The Crazy And Charming Theory Of Love In Plato’s “Symposium”

Published April 2, 2015
Updated February 19, 2020

Taking place thousands of years ago, Aristophanes' theory on love is more sophisticated and progressive than a lot of modern politicians.

Symposium Scene

A symposium scene on a 5th century BCE Greek cup currently housed in the State Antiquities Collection in Munich, Germany. Source: Wikimedia

Written 2,400 years ago, Plato’s philosophical novella, Symposium, includes one of the weirdest – and most charming – explanations of why people fall in love ever invented. Plato gives this trippy exegesis to the playwright Aristophanes, who appears as a character in the book.

Before turning to Aristophanes’s odd speech, let’s set the stage. First, we’re at a dinner party. Wealthy Athenian men have gathered, as they often did, to drink wine, eat, philosophize, and carouse with women, younger men, or each other. On this (fictional) occasion, the guests are all playwrights and philosophers and they include Plato’s idol Socrates. As the night progresses, the conversation turns to the meaning of love.
◇ ◇ ◇
#### Written problem 1:
Please summarize the Symposium article in two sentences.
#### Written problem 2:
Rewrite the portion of the Symposium article starting with "The Crazy And" and going on through "of modern politicians.", changing "politicians" to "lawmakers".
The data come from another source.

#### Extracted information:
◇ ◇ ◇
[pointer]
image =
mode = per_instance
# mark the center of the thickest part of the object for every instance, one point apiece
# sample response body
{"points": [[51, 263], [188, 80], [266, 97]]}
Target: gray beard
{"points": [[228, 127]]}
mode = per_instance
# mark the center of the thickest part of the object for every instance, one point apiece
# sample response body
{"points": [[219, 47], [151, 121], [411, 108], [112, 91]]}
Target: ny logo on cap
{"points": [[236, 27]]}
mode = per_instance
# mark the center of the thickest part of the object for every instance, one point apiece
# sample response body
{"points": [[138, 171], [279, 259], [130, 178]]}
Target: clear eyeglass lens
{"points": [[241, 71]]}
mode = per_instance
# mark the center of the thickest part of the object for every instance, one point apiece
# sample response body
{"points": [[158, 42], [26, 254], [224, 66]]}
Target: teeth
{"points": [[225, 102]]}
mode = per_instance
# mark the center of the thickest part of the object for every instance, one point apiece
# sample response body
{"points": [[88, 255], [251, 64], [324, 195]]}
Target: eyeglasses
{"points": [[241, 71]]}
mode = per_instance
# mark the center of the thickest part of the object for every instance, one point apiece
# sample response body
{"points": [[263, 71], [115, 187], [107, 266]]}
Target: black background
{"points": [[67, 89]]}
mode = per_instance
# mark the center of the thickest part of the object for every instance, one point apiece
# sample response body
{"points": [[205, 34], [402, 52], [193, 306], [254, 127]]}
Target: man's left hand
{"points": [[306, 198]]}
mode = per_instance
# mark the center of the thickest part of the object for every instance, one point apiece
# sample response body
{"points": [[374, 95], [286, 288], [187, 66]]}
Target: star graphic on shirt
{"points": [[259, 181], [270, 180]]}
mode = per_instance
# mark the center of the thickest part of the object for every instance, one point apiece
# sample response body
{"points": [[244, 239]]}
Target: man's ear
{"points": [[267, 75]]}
◇ ◇ ◇
#### Full response 1:
Plato's Symposium, written 2,400 years ago, contains a strange and charming explanation of why people fall in love, which Plato gives to the playwright Aristophanes as a character in the book. The work is set at a fictional dinner party of wealthy Athenian playwrights and philosophers, Socrates among them, where the conversation turns to the meaning of love.

#### Full response 2:
The Crazy And Charming Theory Of Love In Plato’s “Symposium”

Published April 2, 2015
Updated February 19, 2020

Taking place thousands of years ago, Aristophanes' theory on love is more sophisticated and progressive than a lot of modern lawmakers.